▶ **本文の抜粋**
私も食欲には相当自信があるが、ここの食堂は、そんな私でもちょっと躊躇するくらいの定食の量である。それに一人前のコーンスープを追加するのはちょっと無謀ではないか!ましてやどう見ても私より食欲はなさそうで、明らかに痩せている。運ばれてきたコーンスープと定食の盆をみて、やっぱりすごい量だな!などと感心していると、隣の女性はその量に驚いたそぶりも見せずに静かにスープを口に運び、一口ごとにナプキンで口を拭いながら楚々と食事にとりかかっていった。
じっと見ているわけにもいかず、私のランチも冷めてしまいそうなので、そ知らぬふりをして時折鋭い視線を投げかけながら自分の野菜タンメンをすすり、食事も終盤に差し掛かった頃合いを見て、ふー!と息を吐くふりをして隣の状況に目を移すと、案の定ほとんど食べていない。いやスープは半分くらい飲んだ形跡があるが、しょうが焼定食の方は付け合せの野菜やトマトなどはそのままで、その横に添えられていた豚肉が数枚姿を消していただけ。別鉢のひじきの煮物や味噌汁には一切手を付けた形跡がない。勿論ライスが中くらいのどんぶりに、それでも最初からいつもより遠慮気味に盛られていたが、それさえも箸で数回つついた跡が見られるだけである。まさかこのまま「ご馳走さま!」なんて言わないよね!?
私は先日来「フードロス」について情報をまとめる機会があり、食物の無駄が今どれほど出ているかを改めて認識することになったが、その数字を見て驚かされたものである。日本で、まだ食べられるのに捨てられている、流通段階及び外食・家庭消費段階から出る、いわゆる食品ロスはおよそ年間632万t。これは全世界が世界中の飢餓に瀕している人々に援助している1年間の食料援助量の約2倍に当たるらしい。さらにこの632万tを1人当たりの食品ロス量に換算すると、日本に住んでいるお年寄りから子供まで全員が毎日お茶碗一杯分(約136g)、もしくはおにぎり1~2個分を捨てている計算となる。京都市によると家族4人で年間6万5000円を捨てていることになるそうだ。

▶ **行の一覧**
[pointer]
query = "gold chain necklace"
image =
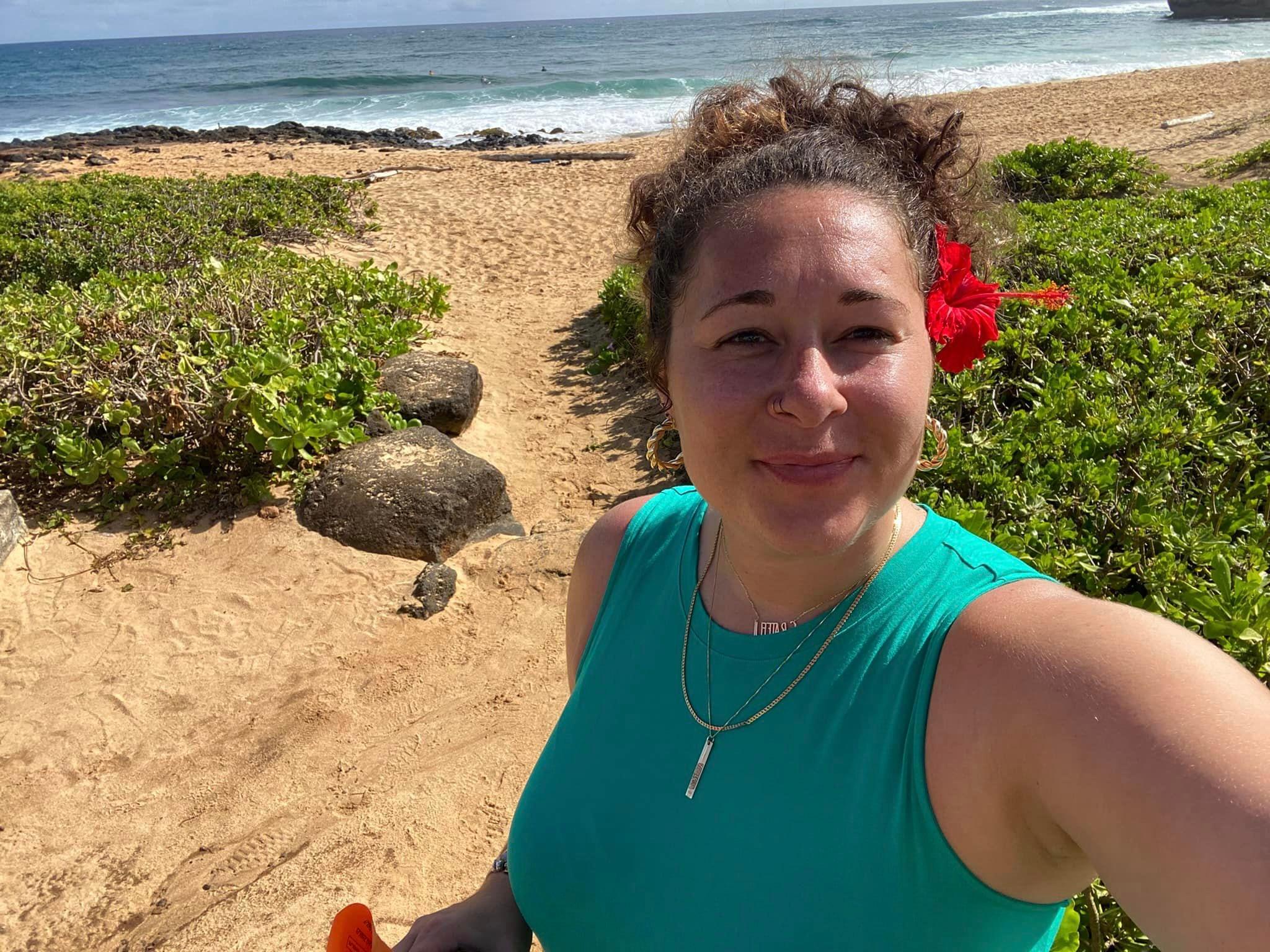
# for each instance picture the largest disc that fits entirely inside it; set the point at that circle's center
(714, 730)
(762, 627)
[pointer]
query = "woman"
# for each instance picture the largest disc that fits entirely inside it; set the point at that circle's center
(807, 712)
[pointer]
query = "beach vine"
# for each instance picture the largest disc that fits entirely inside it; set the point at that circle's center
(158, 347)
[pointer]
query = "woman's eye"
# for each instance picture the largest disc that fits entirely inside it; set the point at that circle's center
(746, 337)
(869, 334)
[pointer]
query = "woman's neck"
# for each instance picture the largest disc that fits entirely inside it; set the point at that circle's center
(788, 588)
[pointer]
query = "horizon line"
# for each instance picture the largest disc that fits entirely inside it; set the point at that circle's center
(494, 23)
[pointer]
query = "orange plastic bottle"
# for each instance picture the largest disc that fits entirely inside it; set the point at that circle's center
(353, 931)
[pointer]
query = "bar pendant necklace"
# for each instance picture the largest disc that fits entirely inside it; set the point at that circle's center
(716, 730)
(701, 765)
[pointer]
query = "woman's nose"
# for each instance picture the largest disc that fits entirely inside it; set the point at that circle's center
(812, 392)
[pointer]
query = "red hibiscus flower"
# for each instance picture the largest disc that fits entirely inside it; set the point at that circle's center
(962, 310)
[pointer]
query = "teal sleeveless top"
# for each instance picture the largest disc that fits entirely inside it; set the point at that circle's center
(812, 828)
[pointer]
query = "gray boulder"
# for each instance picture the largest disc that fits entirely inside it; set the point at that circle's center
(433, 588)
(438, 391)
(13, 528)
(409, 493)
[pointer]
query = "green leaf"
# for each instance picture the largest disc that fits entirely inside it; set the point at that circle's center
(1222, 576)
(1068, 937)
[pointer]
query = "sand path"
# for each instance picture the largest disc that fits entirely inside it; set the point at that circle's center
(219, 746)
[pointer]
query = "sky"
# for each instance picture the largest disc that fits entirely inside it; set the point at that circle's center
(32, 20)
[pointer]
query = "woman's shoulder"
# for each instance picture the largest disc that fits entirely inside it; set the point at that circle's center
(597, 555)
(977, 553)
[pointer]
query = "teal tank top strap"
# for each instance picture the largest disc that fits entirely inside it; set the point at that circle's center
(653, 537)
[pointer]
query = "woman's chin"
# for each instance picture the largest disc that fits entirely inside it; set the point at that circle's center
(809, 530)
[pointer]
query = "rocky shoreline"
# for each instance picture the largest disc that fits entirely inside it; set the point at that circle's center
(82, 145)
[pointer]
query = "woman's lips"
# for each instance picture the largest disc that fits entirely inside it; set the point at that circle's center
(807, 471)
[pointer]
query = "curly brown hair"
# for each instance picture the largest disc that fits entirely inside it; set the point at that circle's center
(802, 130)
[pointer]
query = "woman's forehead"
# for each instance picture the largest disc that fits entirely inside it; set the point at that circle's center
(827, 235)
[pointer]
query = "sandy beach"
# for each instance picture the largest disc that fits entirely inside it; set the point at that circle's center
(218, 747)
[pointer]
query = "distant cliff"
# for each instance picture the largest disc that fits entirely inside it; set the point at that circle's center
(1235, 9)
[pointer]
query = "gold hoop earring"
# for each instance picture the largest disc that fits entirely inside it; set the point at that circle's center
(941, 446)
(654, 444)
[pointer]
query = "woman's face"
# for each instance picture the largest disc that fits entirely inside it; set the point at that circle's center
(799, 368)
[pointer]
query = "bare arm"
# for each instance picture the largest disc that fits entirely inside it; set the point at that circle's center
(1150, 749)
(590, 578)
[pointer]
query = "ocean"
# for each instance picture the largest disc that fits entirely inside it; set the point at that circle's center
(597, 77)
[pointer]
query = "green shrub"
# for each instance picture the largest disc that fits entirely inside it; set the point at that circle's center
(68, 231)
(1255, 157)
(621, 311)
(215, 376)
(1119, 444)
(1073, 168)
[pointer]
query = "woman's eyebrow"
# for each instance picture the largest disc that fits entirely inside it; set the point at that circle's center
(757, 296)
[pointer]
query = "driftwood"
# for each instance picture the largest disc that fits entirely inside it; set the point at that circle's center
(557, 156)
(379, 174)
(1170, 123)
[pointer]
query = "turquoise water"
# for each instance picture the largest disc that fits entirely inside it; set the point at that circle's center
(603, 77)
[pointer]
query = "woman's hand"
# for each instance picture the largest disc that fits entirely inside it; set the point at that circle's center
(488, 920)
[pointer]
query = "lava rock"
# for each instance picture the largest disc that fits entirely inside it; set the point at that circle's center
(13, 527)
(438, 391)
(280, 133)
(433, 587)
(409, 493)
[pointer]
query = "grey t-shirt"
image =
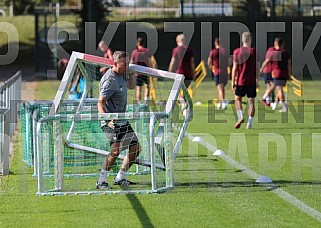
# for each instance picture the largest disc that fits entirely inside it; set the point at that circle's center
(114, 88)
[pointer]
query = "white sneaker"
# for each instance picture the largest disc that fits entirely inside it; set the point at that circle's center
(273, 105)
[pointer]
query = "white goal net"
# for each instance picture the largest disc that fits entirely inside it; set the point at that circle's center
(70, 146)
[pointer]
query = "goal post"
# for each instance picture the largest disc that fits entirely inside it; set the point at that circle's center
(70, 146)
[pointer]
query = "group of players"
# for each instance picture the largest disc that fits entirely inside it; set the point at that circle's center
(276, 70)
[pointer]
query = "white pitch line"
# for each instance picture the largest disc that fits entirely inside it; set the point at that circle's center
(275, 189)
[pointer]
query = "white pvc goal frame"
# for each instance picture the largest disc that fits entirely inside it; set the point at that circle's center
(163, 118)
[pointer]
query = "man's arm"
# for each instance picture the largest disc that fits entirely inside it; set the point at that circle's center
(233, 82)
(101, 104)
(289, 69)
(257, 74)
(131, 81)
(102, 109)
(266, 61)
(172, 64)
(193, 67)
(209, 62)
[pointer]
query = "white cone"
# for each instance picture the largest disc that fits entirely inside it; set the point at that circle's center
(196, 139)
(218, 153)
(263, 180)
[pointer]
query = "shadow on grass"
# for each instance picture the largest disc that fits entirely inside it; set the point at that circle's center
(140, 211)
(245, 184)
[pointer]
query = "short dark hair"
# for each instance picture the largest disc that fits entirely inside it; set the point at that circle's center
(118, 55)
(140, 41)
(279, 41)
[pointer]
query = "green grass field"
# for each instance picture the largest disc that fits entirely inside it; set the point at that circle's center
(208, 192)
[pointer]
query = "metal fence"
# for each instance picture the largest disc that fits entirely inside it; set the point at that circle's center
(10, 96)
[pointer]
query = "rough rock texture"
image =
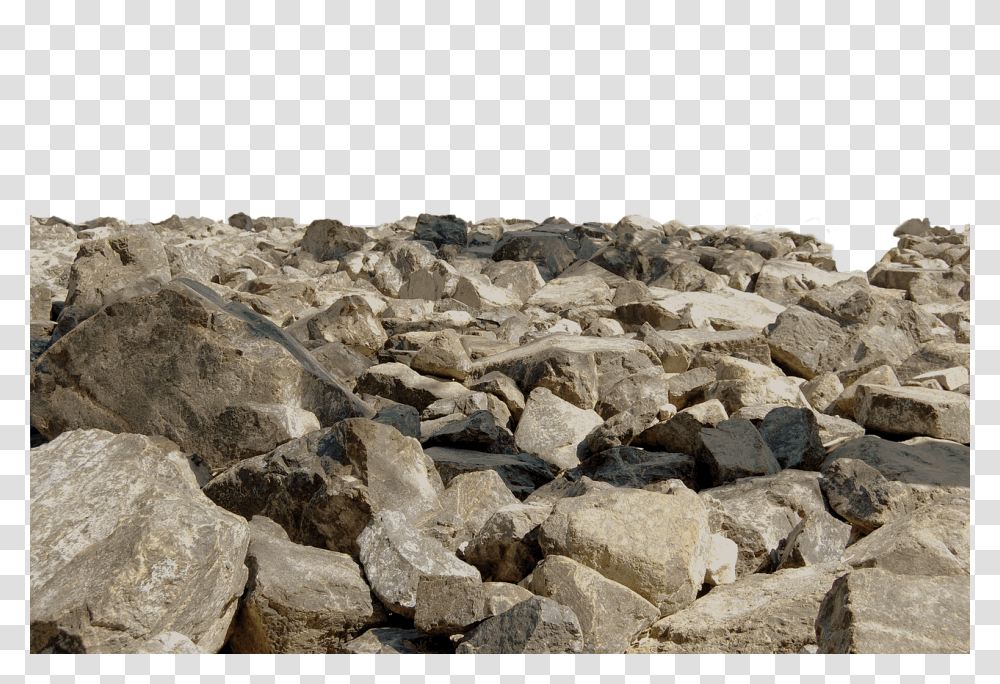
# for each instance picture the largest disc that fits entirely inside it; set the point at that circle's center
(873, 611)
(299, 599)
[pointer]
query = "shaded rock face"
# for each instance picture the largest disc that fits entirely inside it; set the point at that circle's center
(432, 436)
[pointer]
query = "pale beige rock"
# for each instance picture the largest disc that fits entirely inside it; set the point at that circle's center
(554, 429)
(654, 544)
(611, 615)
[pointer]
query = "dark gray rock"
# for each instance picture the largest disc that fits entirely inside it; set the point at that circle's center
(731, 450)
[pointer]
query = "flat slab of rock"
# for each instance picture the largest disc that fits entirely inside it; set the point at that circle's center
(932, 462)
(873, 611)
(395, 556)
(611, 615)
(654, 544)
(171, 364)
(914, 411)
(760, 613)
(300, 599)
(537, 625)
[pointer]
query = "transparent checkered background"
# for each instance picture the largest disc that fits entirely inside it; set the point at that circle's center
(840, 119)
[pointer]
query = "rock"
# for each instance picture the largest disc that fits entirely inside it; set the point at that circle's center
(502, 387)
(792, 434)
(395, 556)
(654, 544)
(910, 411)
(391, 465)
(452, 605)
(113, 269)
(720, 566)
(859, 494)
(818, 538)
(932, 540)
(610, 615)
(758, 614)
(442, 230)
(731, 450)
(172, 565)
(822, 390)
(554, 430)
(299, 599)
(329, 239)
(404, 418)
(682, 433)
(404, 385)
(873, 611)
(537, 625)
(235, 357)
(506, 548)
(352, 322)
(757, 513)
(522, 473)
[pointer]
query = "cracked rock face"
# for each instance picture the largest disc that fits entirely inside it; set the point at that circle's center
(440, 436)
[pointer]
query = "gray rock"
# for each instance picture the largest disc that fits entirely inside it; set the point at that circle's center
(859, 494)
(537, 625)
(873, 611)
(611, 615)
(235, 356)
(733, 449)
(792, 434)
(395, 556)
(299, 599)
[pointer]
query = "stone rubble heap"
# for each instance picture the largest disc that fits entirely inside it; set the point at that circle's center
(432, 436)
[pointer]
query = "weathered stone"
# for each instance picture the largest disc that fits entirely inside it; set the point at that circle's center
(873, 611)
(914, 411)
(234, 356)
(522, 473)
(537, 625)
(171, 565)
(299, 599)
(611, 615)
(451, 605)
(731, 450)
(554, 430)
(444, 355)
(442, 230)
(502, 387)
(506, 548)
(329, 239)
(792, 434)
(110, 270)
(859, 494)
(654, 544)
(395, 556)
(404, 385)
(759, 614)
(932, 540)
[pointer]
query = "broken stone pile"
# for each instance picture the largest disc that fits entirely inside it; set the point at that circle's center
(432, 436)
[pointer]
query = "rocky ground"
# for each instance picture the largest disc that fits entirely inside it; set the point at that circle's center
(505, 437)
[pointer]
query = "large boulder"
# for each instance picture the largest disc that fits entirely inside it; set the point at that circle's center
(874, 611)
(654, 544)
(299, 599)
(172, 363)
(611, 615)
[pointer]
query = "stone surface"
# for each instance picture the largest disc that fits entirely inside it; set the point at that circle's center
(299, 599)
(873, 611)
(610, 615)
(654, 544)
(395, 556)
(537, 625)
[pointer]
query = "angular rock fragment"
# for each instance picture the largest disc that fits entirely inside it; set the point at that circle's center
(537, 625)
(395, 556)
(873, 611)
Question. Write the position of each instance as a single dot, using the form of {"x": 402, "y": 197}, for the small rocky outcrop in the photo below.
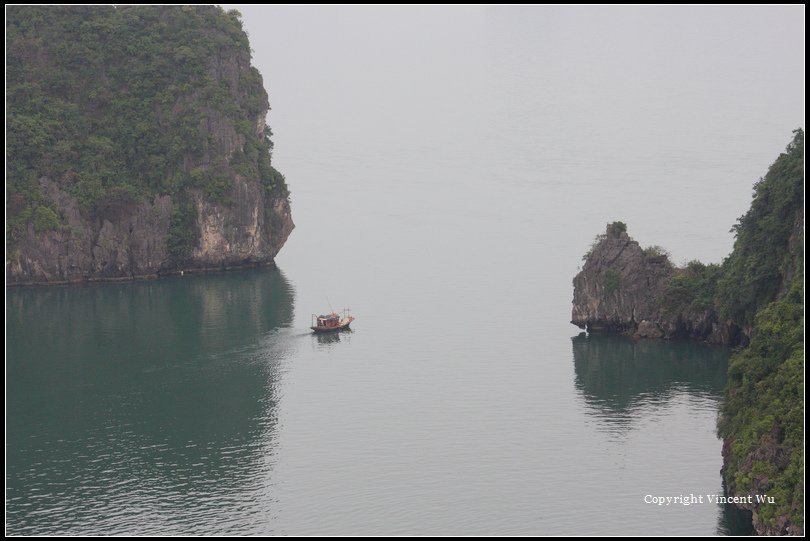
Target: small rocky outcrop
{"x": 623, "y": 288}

▶ **やること**
[A] 本文によると、京都市の試算では家族4人で年間いくらを捨てていることになりますか。
[B] 本文で、隣の女性が手を付けずに残したと書かれている料理を全部挙げてください。
[C] 本文のうち、「私は先日来「フードロス」につ」から始まって「捨てていることになるそうだ。」で終わる部分を、一字一句変えずに書き写してください。

▶ **答えの例**
[A] 6万5000円です。

[B] 付け合せの野菜、トマト、ひじきの煮物、味噌汁

[C]
私は先日来「フードロス」について情報をまとめる機会があり、食物の無駄が今どれほど出ているかを改めて認識することになったが、その数字を見て驚かされたものである。日本で、まだ食べられるのに捨てられている、流通段階及び外食・家庭消費段階から出る、いわゆる食品ロスはおよそ年間632万t。これは全世界が世界中の飢餓に瀕している人々に援助している1年間の食料援助量の約2倍に当たるらしい。さらにこの632万tを1人当たりの食品ロス量に換算すると、日本に住んでいるお年寄りから子供まで全員が毎日お茶碗一杯分(約136g)、もしくはおにぎり1~2個分を捨てている計算となる。京都市によると家族4人で年間6万5000円を捨てていることになるそうだ。